Extracted rows
------------------------
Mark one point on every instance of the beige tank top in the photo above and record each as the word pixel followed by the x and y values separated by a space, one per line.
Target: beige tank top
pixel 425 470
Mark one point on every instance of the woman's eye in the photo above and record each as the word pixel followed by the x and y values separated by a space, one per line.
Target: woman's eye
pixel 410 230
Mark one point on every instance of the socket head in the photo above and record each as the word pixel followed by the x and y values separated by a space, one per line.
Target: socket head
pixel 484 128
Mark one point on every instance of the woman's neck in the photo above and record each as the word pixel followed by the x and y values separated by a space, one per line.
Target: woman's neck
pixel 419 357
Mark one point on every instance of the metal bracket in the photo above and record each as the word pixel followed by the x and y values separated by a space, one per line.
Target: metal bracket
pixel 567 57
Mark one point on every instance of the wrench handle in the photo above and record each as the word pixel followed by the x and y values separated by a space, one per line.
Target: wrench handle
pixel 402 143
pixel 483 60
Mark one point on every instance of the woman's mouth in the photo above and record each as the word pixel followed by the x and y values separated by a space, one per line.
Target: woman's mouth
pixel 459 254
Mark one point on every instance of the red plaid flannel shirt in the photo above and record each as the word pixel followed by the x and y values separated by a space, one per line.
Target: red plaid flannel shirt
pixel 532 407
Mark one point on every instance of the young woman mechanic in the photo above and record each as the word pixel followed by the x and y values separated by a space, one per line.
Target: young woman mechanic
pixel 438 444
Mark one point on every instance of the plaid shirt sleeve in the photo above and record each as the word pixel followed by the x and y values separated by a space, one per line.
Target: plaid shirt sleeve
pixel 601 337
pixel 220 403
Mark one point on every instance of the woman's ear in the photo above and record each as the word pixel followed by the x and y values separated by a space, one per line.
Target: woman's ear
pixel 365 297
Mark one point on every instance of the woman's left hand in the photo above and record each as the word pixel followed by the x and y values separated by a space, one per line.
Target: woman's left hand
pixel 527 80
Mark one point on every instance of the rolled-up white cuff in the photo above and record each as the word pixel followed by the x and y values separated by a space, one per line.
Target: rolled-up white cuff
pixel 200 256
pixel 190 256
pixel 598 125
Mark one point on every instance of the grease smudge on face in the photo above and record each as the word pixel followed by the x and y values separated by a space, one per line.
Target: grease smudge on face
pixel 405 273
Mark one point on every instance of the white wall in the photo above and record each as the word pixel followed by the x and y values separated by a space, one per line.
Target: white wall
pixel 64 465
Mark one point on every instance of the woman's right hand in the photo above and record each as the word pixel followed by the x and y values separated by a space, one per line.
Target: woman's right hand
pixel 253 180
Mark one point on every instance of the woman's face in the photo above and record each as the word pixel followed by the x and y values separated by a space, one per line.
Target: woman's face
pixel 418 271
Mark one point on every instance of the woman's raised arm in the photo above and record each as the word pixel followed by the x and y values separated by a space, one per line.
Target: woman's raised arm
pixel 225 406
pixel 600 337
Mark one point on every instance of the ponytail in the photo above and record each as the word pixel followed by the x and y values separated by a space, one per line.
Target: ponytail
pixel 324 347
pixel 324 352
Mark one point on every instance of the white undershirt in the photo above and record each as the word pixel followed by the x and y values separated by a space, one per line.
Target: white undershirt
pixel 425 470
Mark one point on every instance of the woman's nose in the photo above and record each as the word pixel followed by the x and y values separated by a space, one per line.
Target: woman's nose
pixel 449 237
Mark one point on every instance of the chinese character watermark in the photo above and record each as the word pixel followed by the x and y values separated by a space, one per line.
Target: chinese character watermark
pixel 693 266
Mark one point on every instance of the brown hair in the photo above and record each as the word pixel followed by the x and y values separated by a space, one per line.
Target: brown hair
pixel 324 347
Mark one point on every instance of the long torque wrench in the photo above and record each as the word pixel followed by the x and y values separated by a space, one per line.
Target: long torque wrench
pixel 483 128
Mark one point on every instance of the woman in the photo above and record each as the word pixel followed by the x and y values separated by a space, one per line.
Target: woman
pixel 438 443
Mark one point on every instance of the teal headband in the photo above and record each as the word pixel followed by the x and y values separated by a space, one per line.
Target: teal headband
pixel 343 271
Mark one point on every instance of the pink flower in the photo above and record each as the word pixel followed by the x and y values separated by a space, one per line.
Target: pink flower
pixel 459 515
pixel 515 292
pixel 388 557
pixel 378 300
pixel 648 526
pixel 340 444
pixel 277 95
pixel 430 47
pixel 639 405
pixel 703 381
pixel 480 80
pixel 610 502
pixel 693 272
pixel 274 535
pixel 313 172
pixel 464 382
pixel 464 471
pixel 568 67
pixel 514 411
------------------------
▶ _Written exercise_: Rewrite all of the rows above as a numbered list, one row per item, omitting any blank lines.

▶ _Answer to this task_:
1. Mark one point on every instance of the beige tank top in the photo above and record each as the word pixel followed by the x and y values separated by a space, one per line.
2. Target: beige tank top
3. pixel 425 470
4. Mark one point on every instance of the woman's eye in the photo above and record each as the word pixel followed by the x and y values separated by a space, one per line.
5. Target: woman's eye
6. pixel 410 230
7. Mark one point on every instance of the socket head in the photo above and record each as the word pixel followed by the x and y values separated by a space, one per line.
8. Target: socket head
9. pixel 484 128
10. Mark one point on every instance of the woman's neck in the photo above and record each as the word pixel followed by the x and y values separated by a space, one per line.
11. Target: woman's neck
12. pixel 419 357
13. Mark one point on every instance of the metal bracket in the photo above and record each as the word pixel followed by the x and y values separated by a space, one per line.
14. Target: metal bracket
15. pixel 567 57
16. Mark one point on every instance of the wrench handle in the photo above and record each as the word pixel followed by the x and y values separated by a space, one per line.
17. Target: wrench handle
18. pixel 402 143
19. pixel 483 60
20. Mark one point on every instance of the woman's mouth in the photo above and record each as the word pixel followed by the x and y values separated by a space, one per line.
21. Target: woman's mouth
22. pixel 459 254
23. Mark one point on every instance of the red plaid flannel shirt in the photo above and record each as the word pixel followed by the x and y values separated by a space, one per line.
24. Target: red plaid flannel shirt
25. pixel 532 407
26. Mark one point on every instance of the young woman mechanic in the photo above and record each as the word pixel followed by the x and y values separated by a space, one per line.
27. Target: young woman mechanic
28. pixel 438 444
29. Mark one point on every instance of the plaid shirt sleeve in the photo above and record each as the word pixel followed by the x and y values separated by a space, one per line.
30. Target: plaid shirt sleeve
31. pixel 601 337
32. pixel 220 403
33. Mark one point on every instance of the woman's ear in the photo above and record each as the word pixel followed by the x and y values separated by a space, one per line.
34. Target: woman's ear
35. pixel 365 297
36. Mark one point on every instance of the woman's left hand in the photo above and record each as the word pixel followed by the x and y values separated by a space, one per line.
37. Target: woman's left hand
38. pixel 527 80
39. Mark one point on every instance of the rolled-up white cuff in the photo above and record each as the word pixel followed by the x and y values separated by a space, one per line.
40. Target: rolled-up white cuff
41. pixel 200 256
42. pixel 190 256
43. pixel 598 125
44. Mark one point on every instance of the grease smudge on face in the photo above and record each as the word pixel followed by the x and y values separated by a space, one per line.
45. Target: grease smudge on face
46. pixel 405 273
47. Mark one point on every instance of the white wall in the photo above and record each as the word pixel followed by the x and y values separated by a space, one per line.
48. Target: white wall
49. pixel 64 465
50. Mark one point on every instance of the woman's right hand in the photo above and record each as the word pixel followed by the x and y values separated by a space, one per line.
51. Target: woman's right hand
52. pixel 253 180
53. Mark one point on every instance of the woman's face in the photo above and record each as the word pixel followed by the x and y values separated by a space, one per line.
54. Target: woman's face
55. pixel 418 271
56. Mark one point on every instance of the woman's raised arm in the photo above and record each as the word pixel followed by the x and y values separated by a space, one per line.
57. Target: woman's raised arm
58. pixel 225 406
59. pixel 600 337
60. Mark one point on every instance of the ponytail in the photo above and record each as the word pixel followed by the x and y values separated by a space, one per line.
61. Target: ponytail
62. pixel 324 347
63. pixel 324 352
64. Mark one point on every instance of the white undershirt in the photo above and record each as the word pixel followed by the x and y values separated by a space, one per line.
65. Target: white undershirt
66. pixel 425 470
67. Mark one point on every instance of the woman's nose in the photo above and record each as the word pixel followed by the x and y values separated by a space, one per line.
68. Target: woman's nose
69. pixel 449 237
70. Mark one point on every instance of the chinese character watermark in the photo above and record each as the word pixel followed by the x and y values separated by a space, one per line.
71. Target: chinese character watermark
72. pixel 693 266
73. Mark one point on every instance of the brown hair in the photo above and record each as the word pixel followed by the x and y values separated by a space, one per line.
74. Target: brown hair
75. pixel 324 347
76. Mark one point on every instance of the long torque wrench in the photo above and record each as the word pixel followed by the x and y values separated by a space, one per line.
77. Target: long torque wrench
78. pixel 483 128
79. Mark one point on every instance of the woman in the photo above and record each as the word pixel followed by the x and y values separated by a space, one per line.
80. Target: woman
81. pixel 438 443
82. Mark one point on every instance of the teal headband in the photo above and record each as the word pixel followed by the x and y values separated by a space, one per line.
83. Target: teal headband
84. pixel 343 271
85. Mark one point on every instance of the pink flower in the photo above and record each as the word pixel followed by the x and y values separated by a space, one per line.
86. Target: pink flower
87. pixel 459 515
88. pixel 515 292
89. pixel 388 557
90. pixel 378 300
91. pixel 648 526
92. pixel 340 444
93. pixel 277 95
94. pixel 430 47
95. pixel 639 405
96. pixel 703 381
97. pixel 480 80
98. pixel 610 502
99. pixel 693 272
100. pixel 274 535
101. pixel 313 172
102. pixel 464 382
103. pixel 464 471
104. pixel 568 67
105. pixel 514 411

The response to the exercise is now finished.